▶ PERINTAH A
Jawablah pertanyaan berikut berdasarkan kutipan sumber.
(i) Pada tahun berapa Sekolah Dokter Djawa diubah menjadi STOVIA?
(ii) Pada tanggal berapa Boedi Oetomo didirikan?
(iii) Siapa pendiri Boedi Oetomo?

▶ KUTIPAN SUMBER
::::::::

Empat tahun kemudian kursusan ini ditingkatkan kualitasnya menjadi Sekolah Dokter Djawa dimana lulusannya berhak bergelar sebagai Dokter Djawa. Perbaikan kurikulum yang terus menerus membawa Sekolah Dokter Djawa diubah menjadi School tot Opleiding van Inlandsche Artsen (STOVIA) pada 1889.
Tidak hanya STOVIA saja yang didirikan oleh Pemerintah Kolonial, selain itu mereka juga mendirikan berbagai macam sekolah sebagai ‘Politik Balas Budi’. Walaupun demikian, hal ini tidak sepenuhnya balas budi melainkan sebagai pemenuhan kebutuhan akan pekerja terdidik yang dibayar murah. Maka dimana-mana didirikan sekolah oleh Belanda dengan harapan lahirnya generasi pekerja terdidik yang dibayar murah.
Namun harapan Belanda tidak sepenuhnya tercapai. Hasil dari politik etis ini justru melahirkan generasi terdidik yang berempati dengan kondisi bangsanya seperti : RA Kartini, Dewi Sartika, HOS Tjokroaminoto, Agus Salim, Soetomo, Soewardi Soerjaningrat, Dr Tjipto Mangunkusumo dan lain-lain.
Penderitaan rakyat yang sangat berat dan pendidikan yang mereka peroleh telah membukakan mata para pendahulu kita tersebut untuk bangkit memperbaiki nasib bangsa dan bisa mandiri mengatur negara sendiri. Tujuan pergerakan para pejuang bangsa ini, bermuara pada satu kata. MERDEKA!
Yang membedakan perlawanan para pejuang di awal abad 20 jika dibanding dengan pergerakan sebelumnya adalah bahwa perjuangan yang sekarang lebih terorganisasi dengan baik dan memiliki visi dan misi yang terkonsep secara jelas yaitu INDONESIA MERDEKA.
Karenanya pada tanggal 20 Mei 1908, beranjak dari keprihatinan kaum terdidik di STOVIA terhadap penderitaan rakyat Indonesia, maka didirikanlah sebuah organisasi yang diberi nama Boedi Oetomo.
Organisasi yang hari lahirnya di jadikan sebagai Hari Kebangkitan Nasional ini memang hanya diperuntukkan bagi priyayi Jawa saja. Namun demikian organisasi yang didirikan oleh dokter Soetomo ini telah memberikan inspirasi bagi lahirnya organisasi-organisasi yang memperjuangkan INDONESIA MERDEKA lainnya.

::::::::

▶ PERINTAH B
Cari semua baris data yang memuat kata "wall", lalu salin baris-baris tersebut.

▶ DATA TERCATAT

::::::::

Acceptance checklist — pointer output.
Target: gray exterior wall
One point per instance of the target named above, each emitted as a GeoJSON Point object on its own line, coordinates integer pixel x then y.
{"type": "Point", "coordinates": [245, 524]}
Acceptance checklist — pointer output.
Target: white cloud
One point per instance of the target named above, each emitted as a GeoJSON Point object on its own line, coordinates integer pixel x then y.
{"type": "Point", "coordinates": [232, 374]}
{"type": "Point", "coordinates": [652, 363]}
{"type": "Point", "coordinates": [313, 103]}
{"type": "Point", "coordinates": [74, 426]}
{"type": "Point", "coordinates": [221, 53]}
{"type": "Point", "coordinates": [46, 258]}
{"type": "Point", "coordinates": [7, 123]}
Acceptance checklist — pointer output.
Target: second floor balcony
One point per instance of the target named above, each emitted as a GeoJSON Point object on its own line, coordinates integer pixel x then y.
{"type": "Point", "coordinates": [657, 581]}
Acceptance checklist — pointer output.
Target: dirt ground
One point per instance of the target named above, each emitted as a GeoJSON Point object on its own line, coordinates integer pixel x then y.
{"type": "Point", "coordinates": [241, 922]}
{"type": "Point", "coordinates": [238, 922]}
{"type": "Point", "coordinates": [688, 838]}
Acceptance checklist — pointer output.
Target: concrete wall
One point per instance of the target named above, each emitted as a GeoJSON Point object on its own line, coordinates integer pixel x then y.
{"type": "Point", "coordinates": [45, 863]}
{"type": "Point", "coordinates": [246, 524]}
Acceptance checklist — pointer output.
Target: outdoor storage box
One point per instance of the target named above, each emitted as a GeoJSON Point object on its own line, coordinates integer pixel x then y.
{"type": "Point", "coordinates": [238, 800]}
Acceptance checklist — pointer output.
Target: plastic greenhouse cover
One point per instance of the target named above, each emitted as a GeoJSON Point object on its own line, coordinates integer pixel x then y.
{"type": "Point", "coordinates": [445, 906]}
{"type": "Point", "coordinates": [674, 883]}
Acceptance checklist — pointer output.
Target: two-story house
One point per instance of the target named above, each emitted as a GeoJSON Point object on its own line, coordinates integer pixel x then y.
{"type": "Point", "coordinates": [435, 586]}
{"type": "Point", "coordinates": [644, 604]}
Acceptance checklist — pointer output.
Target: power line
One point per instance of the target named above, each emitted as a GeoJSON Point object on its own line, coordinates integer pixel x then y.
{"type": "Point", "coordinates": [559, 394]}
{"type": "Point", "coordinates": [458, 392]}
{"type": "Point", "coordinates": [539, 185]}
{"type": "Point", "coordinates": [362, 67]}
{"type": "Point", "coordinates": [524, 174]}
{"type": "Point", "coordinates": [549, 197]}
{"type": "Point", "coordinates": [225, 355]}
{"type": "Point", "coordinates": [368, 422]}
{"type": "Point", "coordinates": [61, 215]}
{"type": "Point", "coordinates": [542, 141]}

::::::::

▶ JAWABAN TERTULIS A
(i) 1889
(ii) 20 Mei 1908
(iii) Dokter Soetomo

▶ JAWABAN TERTULIS B
Target: gray exterior wall
Target: concrete wall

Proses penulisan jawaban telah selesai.